The Missing People is a 1940 British, black-and-white, mystery film directed by Jack Raymond and starring Ronald Shiner as Sam Hackett and Will Fyffe as Mr. J. G. Reeder. It was produced by Jack Raymond Productions. Ronald Shiner, Will Fyffe and Jack Raymond were also all involved in another Mr. Reeder film, The Mind of Mr. Reeder. The film is based on a novel by Edgar Wallace.

Synopsis
Mr. Reeder (comedian Will Fyffe) begins solving the disappearance of 27 people, after they had each received large sums of money from their respective families. Is the criminal-featured Joseph Bronstone (Lyn Harding), the guilty party?

**Entries provided:**
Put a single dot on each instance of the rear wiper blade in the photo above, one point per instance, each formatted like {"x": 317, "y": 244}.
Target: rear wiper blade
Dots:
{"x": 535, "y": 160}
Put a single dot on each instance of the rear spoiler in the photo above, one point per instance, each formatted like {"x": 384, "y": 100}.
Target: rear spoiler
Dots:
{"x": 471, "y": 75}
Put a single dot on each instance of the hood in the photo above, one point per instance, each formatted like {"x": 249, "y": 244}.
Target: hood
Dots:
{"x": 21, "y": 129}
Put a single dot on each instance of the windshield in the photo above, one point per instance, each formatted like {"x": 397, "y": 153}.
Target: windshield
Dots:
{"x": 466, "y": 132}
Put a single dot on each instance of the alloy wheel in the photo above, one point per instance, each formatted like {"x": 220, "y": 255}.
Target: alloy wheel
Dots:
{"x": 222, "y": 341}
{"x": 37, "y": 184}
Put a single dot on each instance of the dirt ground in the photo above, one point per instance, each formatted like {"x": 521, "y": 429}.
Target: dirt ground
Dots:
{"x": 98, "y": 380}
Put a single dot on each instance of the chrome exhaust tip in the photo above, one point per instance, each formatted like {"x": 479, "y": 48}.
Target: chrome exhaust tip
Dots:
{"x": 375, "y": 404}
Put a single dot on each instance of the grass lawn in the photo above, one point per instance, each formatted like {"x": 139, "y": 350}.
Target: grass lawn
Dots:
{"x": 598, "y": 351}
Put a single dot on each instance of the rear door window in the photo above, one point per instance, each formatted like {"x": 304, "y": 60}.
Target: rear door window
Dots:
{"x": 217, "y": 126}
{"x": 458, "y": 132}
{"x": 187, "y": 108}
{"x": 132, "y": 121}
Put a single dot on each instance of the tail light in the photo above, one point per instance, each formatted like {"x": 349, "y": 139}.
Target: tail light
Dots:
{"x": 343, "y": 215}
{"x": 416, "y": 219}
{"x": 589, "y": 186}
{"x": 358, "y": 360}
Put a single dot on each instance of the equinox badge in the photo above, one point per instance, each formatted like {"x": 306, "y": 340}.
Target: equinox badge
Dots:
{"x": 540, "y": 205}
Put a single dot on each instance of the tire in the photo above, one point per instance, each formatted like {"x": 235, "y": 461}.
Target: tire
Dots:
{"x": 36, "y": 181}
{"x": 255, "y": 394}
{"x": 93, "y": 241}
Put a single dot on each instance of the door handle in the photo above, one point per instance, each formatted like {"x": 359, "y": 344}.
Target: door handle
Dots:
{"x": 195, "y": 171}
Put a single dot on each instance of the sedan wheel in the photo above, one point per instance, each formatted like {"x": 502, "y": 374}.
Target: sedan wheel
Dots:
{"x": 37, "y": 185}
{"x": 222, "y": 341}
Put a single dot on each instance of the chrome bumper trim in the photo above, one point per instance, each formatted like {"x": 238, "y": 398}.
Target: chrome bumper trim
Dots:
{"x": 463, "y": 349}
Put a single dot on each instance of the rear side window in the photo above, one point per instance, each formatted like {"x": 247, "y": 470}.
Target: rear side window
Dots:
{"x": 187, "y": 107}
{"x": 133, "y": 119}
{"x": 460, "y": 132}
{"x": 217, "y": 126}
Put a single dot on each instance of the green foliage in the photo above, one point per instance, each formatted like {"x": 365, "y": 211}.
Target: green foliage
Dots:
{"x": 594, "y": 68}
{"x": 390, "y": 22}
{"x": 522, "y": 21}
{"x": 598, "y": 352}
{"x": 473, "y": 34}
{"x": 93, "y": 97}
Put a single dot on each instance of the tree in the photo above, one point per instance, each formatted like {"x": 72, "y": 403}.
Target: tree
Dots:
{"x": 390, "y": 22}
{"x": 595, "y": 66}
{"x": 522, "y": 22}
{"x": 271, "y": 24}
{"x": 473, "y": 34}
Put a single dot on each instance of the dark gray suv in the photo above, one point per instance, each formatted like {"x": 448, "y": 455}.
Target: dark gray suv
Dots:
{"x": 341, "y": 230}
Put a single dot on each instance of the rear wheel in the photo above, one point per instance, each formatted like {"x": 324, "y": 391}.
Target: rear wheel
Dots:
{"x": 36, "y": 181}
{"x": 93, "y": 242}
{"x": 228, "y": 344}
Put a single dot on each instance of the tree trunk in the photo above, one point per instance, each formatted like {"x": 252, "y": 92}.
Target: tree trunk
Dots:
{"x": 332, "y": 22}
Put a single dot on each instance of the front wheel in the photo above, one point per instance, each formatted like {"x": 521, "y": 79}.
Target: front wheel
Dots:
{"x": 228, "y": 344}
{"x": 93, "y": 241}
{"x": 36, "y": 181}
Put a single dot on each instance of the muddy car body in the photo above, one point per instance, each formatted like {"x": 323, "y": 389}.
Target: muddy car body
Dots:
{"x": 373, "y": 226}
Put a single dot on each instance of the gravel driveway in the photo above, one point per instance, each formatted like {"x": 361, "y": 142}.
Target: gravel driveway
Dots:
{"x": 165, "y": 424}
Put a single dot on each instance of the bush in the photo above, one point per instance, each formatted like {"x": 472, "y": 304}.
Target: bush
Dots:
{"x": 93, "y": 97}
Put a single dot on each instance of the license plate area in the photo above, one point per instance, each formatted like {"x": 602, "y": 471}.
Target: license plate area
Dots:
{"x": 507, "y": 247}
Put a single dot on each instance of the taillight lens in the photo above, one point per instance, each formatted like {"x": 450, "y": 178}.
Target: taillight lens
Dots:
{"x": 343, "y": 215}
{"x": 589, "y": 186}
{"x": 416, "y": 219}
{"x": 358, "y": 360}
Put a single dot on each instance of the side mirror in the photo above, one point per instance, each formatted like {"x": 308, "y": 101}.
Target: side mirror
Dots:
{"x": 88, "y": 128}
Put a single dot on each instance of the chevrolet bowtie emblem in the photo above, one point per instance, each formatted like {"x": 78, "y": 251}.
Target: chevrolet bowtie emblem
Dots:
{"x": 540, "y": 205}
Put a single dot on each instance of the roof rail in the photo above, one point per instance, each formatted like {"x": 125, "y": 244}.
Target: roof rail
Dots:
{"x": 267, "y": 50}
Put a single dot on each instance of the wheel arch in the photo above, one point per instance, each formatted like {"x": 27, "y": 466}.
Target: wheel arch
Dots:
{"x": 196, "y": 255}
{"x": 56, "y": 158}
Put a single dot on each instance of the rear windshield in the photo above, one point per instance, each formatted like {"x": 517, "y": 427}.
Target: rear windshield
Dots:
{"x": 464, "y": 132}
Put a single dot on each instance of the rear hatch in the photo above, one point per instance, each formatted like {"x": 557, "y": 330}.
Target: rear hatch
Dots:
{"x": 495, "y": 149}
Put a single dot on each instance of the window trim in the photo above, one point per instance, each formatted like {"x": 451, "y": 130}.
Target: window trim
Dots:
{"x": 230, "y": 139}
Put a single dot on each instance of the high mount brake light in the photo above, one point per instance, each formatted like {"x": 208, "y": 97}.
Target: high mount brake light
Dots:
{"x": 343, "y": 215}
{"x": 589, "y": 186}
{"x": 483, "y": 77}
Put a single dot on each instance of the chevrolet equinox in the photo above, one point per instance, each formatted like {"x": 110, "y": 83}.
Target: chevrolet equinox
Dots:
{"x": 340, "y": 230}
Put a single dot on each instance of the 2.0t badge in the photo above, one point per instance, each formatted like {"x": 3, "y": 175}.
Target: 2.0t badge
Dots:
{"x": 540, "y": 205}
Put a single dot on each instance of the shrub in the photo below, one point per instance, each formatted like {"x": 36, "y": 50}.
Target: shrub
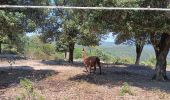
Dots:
{"x": 30, "y": 93}
{"x": 126, "y": 89}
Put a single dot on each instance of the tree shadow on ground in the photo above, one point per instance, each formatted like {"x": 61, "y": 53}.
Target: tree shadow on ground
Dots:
{"x": 62, "y": 63}
{"x": 10, "y": 76}
{"x": 138, "y": 76}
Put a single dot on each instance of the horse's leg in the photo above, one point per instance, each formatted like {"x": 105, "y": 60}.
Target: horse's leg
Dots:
{"x": 86, "y": 68}
{"x": 90, "y": 68}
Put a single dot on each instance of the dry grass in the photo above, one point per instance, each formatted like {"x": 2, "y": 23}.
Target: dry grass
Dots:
{"x": 68, "y": 82}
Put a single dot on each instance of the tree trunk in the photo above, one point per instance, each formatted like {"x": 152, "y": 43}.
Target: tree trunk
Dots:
{"x": 139, "y": 49}
{"x": 161, "y": 52}
{"x": 71, "y": 52}
{"x": 0, "y": 47}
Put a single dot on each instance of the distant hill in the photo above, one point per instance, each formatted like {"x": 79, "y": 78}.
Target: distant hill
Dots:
{"x": 128, "y": 51}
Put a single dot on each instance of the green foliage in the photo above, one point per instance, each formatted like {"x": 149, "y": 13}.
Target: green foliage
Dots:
{"x": 122, "y": 60}
{"x": 151, "y": 62}
{"x": 36, "y": 49}
{"x": 48, "y": 49}
{"x": 30, "y": 92}
{"x": 126, "y": 89}
{"x": 78, "y": 53}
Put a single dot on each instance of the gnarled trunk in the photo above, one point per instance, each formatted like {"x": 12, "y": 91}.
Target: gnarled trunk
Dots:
{"x": 161, "y": 52}
{"x": 139, "y": 49}
{"x": 71, "y": 52}
{"x": 0, "y": 47}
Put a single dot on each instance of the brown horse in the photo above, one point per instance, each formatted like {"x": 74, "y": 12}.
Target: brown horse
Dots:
{"x": 90, "y": 62}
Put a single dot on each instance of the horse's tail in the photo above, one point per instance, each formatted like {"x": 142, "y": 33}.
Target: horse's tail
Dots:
{"x": 98, "y": 63}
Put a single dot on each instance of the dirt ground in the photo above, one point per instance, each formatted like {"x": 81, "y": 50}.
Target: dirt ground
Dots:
{"x": 58, "y": 80}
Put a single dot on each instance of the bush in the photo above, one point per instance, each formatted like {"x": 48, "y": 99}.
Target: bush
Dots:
{"x": 126, "y": 89}
{"x": 30, "y": 93}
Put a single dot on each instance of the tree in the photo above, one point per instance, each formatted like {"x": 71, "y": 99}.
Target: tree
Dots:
{"x": 16, "y": 22}
{"x": 139, "y": 40}
{"x": 151, "y": 22}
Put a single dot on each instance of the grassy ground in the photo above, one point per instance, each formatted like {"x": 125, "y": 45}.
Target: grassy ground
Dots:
{"x": 61, "y": 81}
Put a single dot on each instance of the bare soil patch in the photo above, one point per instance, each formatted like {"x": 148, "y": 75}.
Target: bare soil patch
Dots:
{"x": 58, "y": 80}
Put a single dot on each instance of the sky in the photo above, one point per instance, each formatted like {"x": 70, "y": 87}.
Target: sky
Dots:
{"x": 109, "y": 38}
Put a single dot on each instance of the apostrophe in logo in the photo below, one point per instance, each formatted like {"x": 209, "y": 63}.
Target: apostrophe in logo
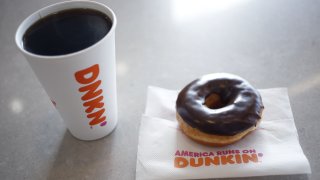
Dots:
{"x": 92, "y": 97}
{"x": 185, "y": 158}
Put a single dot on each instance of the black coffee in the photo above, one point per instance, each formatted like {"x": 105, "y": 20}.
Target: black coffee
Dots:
{"x": 66, "y": 32}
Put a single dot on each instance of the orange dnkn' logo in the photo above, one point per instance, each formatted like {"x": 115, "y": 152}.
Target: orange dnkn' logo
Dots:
{"x": 92, "y": 97}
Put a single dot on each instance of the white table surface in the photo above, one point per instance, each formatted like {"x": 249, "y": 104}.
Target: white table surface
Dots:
{"x": 166, "y": 43}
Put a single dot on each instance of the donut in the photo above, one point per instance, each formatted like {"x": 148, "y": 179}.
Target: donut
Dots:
{"x": 218, "y": 109}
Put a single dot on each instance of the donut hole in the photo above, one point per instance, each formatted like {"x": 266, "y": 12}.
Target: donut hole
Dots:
{"x": 213, "y": 101}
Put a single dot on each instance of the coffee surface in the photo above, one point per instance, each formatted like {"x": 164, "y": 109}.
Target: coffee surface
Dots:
{"x": 66, "y": 32}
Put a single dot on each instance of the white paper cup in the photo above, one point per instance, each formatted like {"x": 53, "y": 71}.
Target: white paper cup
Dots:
{"x": 90, "y": 112}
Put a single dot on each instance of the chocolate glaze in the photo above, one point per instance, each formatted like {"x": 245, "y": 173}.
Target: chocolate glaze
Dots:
{"x": 242, "y": 104}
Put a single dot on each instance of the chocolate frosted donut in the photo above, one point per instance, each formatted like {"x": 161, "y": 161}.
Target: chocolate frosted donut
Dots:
{"x": 219, "y": 106}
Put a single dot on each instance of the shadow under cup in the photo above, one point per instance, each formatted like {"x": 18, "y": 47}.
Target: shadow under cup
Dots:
{"x": 74, "y": 60}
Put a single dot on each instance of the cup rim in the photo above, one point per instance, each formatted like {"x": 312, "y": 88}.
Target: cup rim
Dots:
{"x": 18, "y": 39}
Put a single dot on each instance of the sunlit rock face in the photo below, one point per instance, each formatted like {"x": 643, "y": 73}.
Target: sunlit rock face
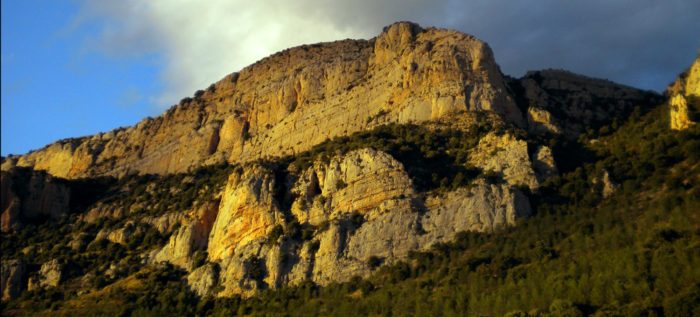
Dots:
{"x": 684, "y": 91}
{"x": 297, "y": 98}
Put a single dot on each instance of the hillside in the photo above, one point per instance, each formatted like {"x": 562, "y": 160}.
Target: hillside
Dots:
{"x": 400, "y": 175}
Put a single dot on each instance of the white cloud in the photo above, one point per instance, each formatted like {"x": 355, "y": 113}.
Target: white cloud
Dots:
{"x": 201, "y": 41}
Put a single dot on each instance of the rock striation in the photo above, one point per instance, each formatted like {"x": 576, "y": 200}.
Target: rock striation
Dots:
{"x": 685, "y": 97}
{"x": 561, "y": 102}
{"x": 347, "y": 215}
{"x": 12, "y": 278}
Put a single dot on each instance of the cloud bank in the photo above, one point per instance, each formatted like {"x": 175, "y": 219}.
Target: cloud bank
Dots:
{"x": 644, "y": 43}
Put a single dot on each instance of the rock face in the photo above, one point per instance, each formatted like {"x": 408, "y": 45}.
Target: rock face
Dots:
{"x": 248, "y": 212}
{"x": 685, "y": 97}
{"x": 560, "y": 102}
{"x": 30, "y": 195}
{"x": 347, "y": 216}
{"x": 297, "y": 98}
{"x": 506, "y": 155}
{"x": 51, "y": 274}
{"x": 12, "y": 278}
{"x": 189, "y": 238}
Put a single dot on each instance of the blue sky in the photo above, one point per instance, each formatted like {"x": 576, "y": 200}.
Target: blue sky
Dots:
{"x": 77, "y": 67}
{"x": 53, "y": 86}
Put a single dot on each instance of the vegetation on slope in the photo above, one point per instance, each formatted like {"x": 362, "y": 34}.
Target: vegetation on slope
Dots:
{"x": 634, "y": 253}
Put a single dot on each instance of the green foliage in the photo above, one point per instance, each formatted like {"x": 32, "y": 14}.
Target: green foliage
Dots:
{"x": 434, "y": 159}
{"x": 634, "y": 253}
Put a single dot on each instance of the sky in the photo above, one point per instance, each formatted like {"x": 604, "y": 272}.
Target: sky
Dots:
{"x": 77, "y": 67}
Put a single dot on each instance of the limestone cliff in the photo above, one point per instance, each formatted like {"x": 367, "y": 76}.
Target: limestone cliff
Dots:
{"x": 30, "y": 195}
{"x": 560, "y": 102}
{"x": 347, "y": 216}
{"x": 685, "y": 97}
{"x": 292, "y": 100}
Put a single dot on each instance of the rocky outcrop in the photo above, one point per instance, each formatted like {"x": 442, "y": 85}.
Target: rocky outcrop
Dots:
{"x": 192, "y": 237}
{"x": 349, "y": 215}
{"x": 685, "y": 92}
{"x": 12, "y": 278}
{"x": 50, "y": 274}
{"x": 606, "y": 183}
{"x": 560, "y": 102}
{"x": 203, "y": 279}
{"x": 30, "y": 195}
{"x": 365, "y": 181}
{"x": 295, "y": 99}
{"x": 248, "y": 212}
{"x": 505, "y": 154}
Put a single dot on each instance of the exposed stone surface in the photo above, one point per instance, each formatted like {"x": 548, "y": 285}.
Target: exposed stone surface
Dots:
{"x": 189, "y": 238}
{"x": 684, "y": 90}
{"x": 506, "y": 155}
{"x": 360, "y": 181}
{"x": 30, "y": 195}
{"x": 563, "y": 102}
{"x": 608, "y": 186}
{"x": 203, "y": 280}
{"x": 248, "y": 211}
{"x": 543, "y": 163}
{"x": 12, "y": 278}
{"x": 51, "y": 273}
{"x": 373, "y": 214}
{"x": 297, "y": 98}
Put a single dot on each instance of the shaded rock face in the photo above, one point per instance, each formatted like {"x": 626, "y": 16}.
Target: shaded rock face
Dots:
{"x": 292, "y": 100}
{"x": 12, "y": 278}
{"x": 506, "y": 155}
{"x": 347, "y": 215}
{"x": 29, "y": 195}
{"x": 248, "y": 212}
{"x": 51, "y": 274}
{"x": 203, "y": 279}
{"x": 190, "y": 238}
{"x": 561, "y": 102}
{"x": 684, "y": 92}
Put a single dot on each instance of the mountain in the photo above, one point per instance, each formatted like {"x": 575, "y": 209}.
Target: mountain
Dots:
{"x": 354, "y": 171}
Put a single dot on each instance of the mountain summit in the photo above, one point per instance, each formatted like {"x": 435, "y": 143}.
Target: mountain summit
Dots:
{"x": 404, "y": 169}
{"x": 295, "y": 99}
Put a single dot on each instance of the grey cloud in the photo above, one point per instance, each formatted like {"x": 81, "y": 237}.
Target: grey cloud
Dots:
{"x": 642, "y": 43}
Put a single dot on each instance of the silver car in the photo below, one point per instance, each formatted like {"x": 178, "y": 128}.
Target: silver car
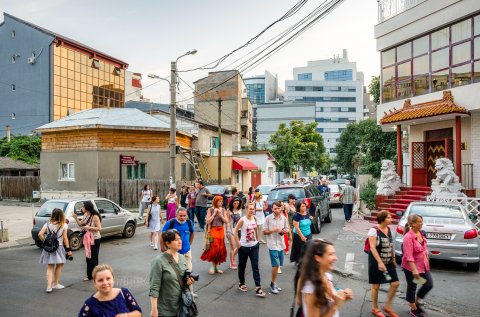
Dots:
{"x": 450, "y": 232}
{"x": 115, "y": 220}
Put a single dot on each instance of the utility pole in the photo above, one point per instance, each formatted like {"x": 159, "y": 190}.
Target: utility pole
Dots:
{"x": 219, "y": 140}
{"x": 173, "y": 121}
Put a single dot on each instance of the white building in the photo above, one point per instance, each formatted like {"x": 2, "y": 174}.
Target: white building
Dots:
{"x": 430, "y": 61}
{"x": 336, "y": 88}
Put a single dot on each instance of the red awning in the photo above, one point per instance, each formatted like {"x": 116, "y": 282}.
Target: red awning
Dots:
{"x": 243, "y": 165}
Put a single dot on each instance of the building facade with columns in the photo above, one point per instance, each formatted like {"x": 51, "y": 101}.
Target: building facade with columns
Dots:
{"x": 430, "y": 85}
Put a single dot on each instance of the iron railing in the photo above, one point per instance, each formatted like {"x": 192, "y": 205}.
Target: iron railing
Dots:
{"x": 389, "y": 8}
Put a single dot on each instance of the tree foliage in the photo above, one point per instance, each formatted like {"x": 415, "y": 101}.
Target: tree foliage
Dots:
{"x": 374, "y": 89}
{"x": 24, "y": 148}
{"x": 365, "y": 141}
{"x": 299, "y": 146}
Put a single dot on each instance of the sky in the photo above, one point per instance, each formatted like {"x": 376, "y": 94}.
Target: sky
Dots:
{"x": 149, "y": 34}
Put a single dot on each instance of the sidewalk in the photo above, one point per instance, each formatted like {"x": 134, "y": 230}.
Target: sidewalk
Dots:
{"x": 17, "y": 218}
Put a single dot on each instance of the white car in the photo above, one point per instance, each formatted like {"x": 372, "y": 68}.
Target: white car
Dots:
{"x": 265, "y": 190}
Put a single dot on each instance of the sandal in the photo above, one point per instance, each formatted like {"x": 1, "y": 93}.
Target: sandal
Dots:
{"x": 390, "y": 312}
{"x": 259, "y": 292}
{"x": 378, "y": 313}
{"x": 242, "y": 287}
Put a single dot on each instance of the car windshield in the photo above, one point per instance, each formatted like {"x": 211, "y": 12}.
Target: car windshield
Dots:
{"x": 265, "y": 189}
{"x": 437, "y": 211}
{"x": 282, "y": 193}
{"x": 46, "y": 209}
{"x": 216, "y": 189}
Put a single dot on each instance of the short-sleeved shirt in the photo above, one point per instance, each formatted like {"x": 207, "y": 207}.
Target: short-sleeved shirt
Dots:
{"x": 304, "y": 223}
{"x": 384, "y": 244}
{"x": 184, "y": 229}
{"x": 124, "y": 302}
{"x": 275, "y": 241}
{"x": 348, "y": 193}
{"x": 202, "y": 201}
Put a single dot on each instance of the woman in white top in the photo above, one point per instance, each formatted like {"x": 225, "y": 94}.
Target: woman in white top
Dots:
{"x": 259, "y": 214}
{"x": 248, "y": 247}
{"x": 315, "y": 291}
{"x": 145, "y": 196}
{"x": 55, "y": 260}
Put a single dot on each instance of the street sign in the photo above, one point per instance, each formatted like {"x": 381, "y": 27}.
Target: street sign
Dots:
{"x": 128, "y": 160}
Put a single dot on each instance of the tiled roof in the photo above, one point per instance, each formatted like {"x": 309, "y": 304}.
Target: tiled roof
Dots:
{"x": 433, "y": 108}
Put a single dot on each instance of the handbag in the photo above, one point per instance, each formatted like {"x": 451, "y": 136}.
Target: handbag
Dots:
{"x": 188, "y": 307}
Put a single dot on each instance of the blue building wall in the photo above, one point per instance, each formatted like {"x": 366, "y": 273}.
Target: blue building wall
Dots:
{"x": 31, "y": 101}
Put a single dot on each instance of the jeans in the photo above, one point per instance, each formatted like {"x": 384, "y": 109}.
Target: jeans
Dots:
{"x": 347, "y": 210}
{"x": 191, "y": 214}
{"x": 201, "y": 213}
{"x": 243, "y": 254}
{"x": 93, "y": 261}
{"x": 412, "y": 287}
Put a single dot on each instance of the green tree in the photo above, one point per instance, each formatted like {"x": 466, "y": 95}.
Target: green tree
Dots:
{"x": 366, "y": 140}
{"x": 374, "y": 89}
{"x": 24, "y": 148}
{"x": 299, "y": 146}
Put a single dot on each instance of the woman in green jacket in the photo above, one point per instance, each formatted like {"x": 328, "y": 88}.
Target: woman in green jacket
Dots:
{"x": 165, "y": 289}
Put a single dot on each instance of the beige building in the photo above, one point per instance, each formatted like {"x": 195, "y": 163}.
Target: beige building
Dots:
{"x": 230, "y": 88}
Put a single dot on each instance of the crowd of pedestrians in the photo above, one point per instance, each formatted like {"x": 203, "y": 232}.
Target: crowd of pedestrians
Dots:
{"x": 287, "y": 231}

**Problems and tasks:**
(A) According to the article on The Missing People, who directed the film?
(B) Rewrite the paragraph of the article on The Missing People that begins "The Missing People is a 1940 British" as a concise bulleted list that keeps its main facts.
(C) Write the next part of the article on The Missing People, picking up after its final sentence.
The records that accompany the article on The Missing People were drawn from a separate source.

**Answers to the problems:**
(A) Jack Raymond directed the film.

(B)
- 1940 British black-and-white mystery film
- Directed by Jack Raymond
- Stars Ronald Shiner as Sam Hackett and Will Fyffe as Mr. J. G. Reeder
- Produced by Jack Raymond Productions
- Shiner, Fyffe and Raymond also worked on another Mr. Reeder film, The Mind of Mr. Reeder
- Based on a novel by Edgar Wallace

(C)
Cast
J. G. Reeder - Will Fyffe
Peggy Gillette - Kay Walsh
Joseph Bronstone - Lyn Harding
Sam Hackett - Ronald Shiner
Doris Bevan - Patricia Roc
Ernest Bronstone - Anthony Holles
Harry Morgan - Reginald Purdell
Housekeeper - Maire O'Neill

Critical reception
TV Guide wrote, "Fyffe adds a great deal of charm to his role as he pieces the puzzle together in a manner baffling to the younger detectives. Otherwise, the plot is unbelievable but makes for some light-hearted fun."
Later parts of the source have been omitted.